PASSAGE FOR REVIEW:
Recommended reading tied to this week's lead.

Inference-time scaling: a practical guide

Pairs with this week's research lead. Walks through a small worked example.

IntermediateHugging Face Blog30 minFree

Prompt of the week

OpenAI publishes the o3 system card, with cost-per-answer figures.

You are a cost-aware routing assistant. For the user query below, decide whether to answer directly with a small model (cheap, fast) or escalate to a reasoning model (expensive, slow but more accurate). Output a single line: ROUTE: small | ROUTE: reasoning, followed by one sentence of justification.

Works with: Claude, ChatGPT, Gemini

What changed in industry

2 min

Accessible · OpenAI BlogBuilder

Sora 2: video generation with synchronised audio and physics

OpenAI has released Sora 2, with synchronised audio output, longer maximum clip durations, and noticeable improvements in physical plausibility over the original v1 preview. Audio-synced video at this quality tier expands the addressable use cases beyond marketing B-roll. Worth a scoped evaluation if your team works on creative tooling or short-form content.

WHAT YOU NEED TO DO: According to the AI newsletter excerpt above, which tools does the prompt of the week work with?

ENTRIES SUPPLIED:

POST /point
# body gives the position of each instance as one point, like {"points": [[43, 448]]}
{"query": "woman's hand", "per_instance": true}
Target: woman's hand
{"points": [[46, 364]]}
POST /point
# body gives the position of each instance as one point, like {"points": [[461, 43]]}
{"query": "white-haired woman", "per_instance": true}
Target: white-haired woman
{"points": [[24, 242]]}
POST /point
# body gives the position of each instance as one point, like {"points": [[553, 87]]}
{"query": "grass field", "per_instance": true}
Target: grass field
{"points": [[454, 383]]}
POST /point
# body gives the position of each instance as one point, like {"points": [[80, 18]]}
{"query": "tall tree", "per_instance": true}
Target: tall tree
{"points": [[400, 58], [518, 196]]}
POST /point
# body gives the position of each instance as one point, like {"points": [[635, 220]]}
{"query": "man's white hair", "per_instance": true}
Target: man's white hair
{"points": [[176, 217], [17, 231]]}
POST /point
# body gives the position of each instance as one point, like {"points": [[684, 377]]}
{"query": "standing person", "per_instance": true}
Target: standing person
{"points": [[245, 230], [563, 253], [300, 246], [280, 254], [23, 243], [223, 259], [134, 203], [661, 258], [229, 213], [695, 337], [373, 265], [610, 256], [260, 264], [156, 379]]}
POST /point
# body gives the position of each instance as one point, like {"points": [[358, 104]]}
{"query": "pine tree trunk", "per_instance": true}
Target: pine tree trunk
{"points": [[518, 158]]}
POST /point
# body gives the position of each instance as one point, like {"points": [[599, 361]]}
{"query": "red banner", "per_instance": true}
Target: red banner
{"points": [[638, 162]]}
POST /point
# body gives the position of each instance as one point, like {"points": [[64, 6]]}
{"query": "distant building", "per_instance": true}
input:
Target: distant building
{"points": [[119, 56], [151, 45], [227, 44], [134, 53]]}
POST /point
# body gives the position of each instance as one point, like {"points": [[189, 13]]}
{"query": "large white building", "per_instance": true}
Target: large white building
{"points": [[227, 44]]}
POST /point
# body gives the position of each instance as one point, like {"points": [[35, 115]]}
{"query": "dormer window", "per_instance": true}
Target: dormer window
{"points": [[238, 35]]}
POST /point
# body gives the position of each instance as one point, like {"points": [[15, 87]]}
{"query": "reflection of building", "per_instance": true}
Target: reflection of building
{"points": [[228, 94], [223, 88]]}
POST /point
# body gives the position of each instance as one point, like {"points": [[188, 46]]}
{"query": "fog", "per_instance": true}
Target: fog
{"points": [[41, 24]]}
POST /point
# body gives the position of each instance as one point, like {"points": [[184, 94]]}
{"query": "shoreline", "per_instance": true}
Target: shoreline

REPLY TO THE TASK: Claude, ChatGPT, and Gemini